▶ Problem description
Nothing in the records below should be altered when they are retyped.

*** Begin section ***

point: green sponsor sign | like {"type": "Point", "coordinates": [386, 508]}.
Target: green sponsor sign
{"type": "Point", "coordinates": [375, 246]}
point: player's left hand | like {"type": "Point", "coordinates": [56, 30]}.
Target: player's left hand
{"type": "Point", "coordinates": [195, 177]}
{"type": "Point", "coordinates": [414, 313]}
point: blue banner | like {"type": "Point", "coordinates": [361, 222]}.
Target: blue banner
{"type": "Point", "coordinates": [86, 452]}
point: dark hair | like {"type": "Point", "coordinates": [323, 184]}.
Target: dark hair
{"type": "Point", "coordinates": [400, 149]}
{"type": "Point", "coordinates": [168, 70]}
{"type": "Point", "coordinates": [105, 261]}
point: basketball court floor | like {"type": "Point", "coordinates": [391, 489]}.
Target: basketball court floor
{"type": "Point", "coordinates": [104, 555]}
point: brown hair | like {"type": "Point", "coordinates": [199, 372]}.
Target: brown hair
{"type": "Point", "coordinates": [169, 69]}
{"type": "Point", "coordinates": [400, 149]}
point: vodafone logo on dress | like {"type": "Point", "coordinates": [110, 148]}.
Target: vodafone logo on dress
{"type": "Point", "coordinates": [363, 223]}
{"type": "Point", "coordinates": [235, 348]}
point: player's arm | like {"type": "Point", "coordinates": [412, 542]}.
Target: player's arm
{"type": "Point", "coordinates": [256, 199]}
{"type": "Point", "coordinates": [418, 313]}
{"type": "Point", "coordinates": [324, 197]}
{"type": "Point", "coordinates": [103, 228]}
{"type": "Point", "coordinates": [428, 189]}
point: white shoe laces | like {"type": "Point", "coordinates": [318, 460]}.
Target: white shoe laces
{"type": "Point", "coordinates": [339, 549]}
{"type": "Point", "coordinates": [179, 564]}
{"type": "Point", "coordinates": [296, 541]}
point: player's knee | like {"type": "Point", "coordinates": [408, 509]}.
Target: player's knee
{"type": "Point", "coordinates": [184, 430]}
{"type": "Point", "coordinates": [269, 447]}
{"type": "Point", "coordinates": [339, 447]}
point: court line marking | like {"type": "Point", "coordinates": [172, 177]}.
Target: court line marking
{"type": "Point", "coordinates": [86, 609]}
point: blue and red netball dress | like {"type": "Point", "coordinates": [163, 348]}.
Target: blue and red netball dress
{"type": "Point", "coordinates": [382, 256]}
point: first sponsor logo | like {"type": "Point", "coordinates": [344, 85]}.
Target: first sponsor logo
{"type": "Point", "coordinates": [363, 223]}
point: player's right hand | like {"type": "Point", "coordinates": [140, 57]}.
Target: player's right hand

*** End section ***

▶ Expected output
point: green sponsor sign | like {"type": "Point", "coordinates": [386, 508]}.
Target: green sponsor sign
{"type": "Point", "coordinates": [375, 246]}
point: player's left hand | like {"type": "Point", "coordinates": [56, 30]}.
Target: player's left hand
{"type": "Point", "coordinates": [195, 177]}
{"type": "Point", "coordinates": [414, 313]}
point: blue banner | like {"type": "Point", "coordinates": [361, 222]}.
Target: blue banner
{"type": "Point", "coordinates": [86, 452]}
point: dark hair | like {"type": "Point", "coordinates": [323, 184]}.
Target: dark hair
{"type": "Point", "coordinates": [400, 149]}
{"type": "Point", "coordinates": [168, 70]}
{"type": "Point", "coordinates": [105, 261]}
point: basketball court floor | like {"type": "Point", "coordinates": [391, 489]}.
Target: basketball court floor
{"type": "Point", "coordinates": [104, 555]}
point: brown hair | like {"type": "Point", "coordinates": [199, 372]}.
Target: brown hair
{"type": "Point", "coordinates": [169, 69]}
{"type": "Point", "coordinates": [400, 149]}
point: vodafone logo on dress | like {"type": "Point", "coordinates": [110, 148]}.
Target: vodafone logo on dress
{"type": "Point", "coordinates": [363, 223]}
{"type": "Point", "coordinates": [235, 348]}
point: player's arm | like {"type": "Point", "coordinates": [412, 542]}.
Target: player's arm
{"type": "Point", "coordinates": [256, 199]}
{"type": "Point", "coordinates": [418, 313]}
{"type": "Point", "coordinates": [324, 197]}
{"type": "Point", "coordinates": [103, 228]}
{"type": "Point", "coordinates": [428, 189]}
point: white shoe laces | like {"type": "Point", "coordinates": [318, 460]}.
Target: white shoe laces
{"type": "Point", "coordinates": [339, 549]}
{"type": "Point", "coordinates": [179, 564]}
{"type": "Point", "coordinates": [296, 541]}
point: player's knee | like {"type": "Point", "coordinates": [408, 509]}.
Target: player's knee
{"type": "Point", "coordinates": [184, 430]}
{"type": "Point", "coordinates": [269, 447]}
{"type": "Point", "coordinates": [339, 447]}
point: court line marking | like {"type": "Point", "coordinates": [172, 177]}.
Target: court line marking
{"type": "Point", "coordinates": [86, 609]}
point: blue and red netball dress | like {"type": "Point", "coordinates": [163, 348]}.
Target: blue and red netball dress
{"type": "Point", "coordinates": [382, 256]}
point: first sponsor logo | like {"type": "Point", "coordinates": [344, 85]}.
Target: first sponsor logo
{"type": "Point", "coordinates": [363, 223]}
point: player's right hand | like {"type": "Point", "coordinates": [140, 57]}.
Target: player's right hand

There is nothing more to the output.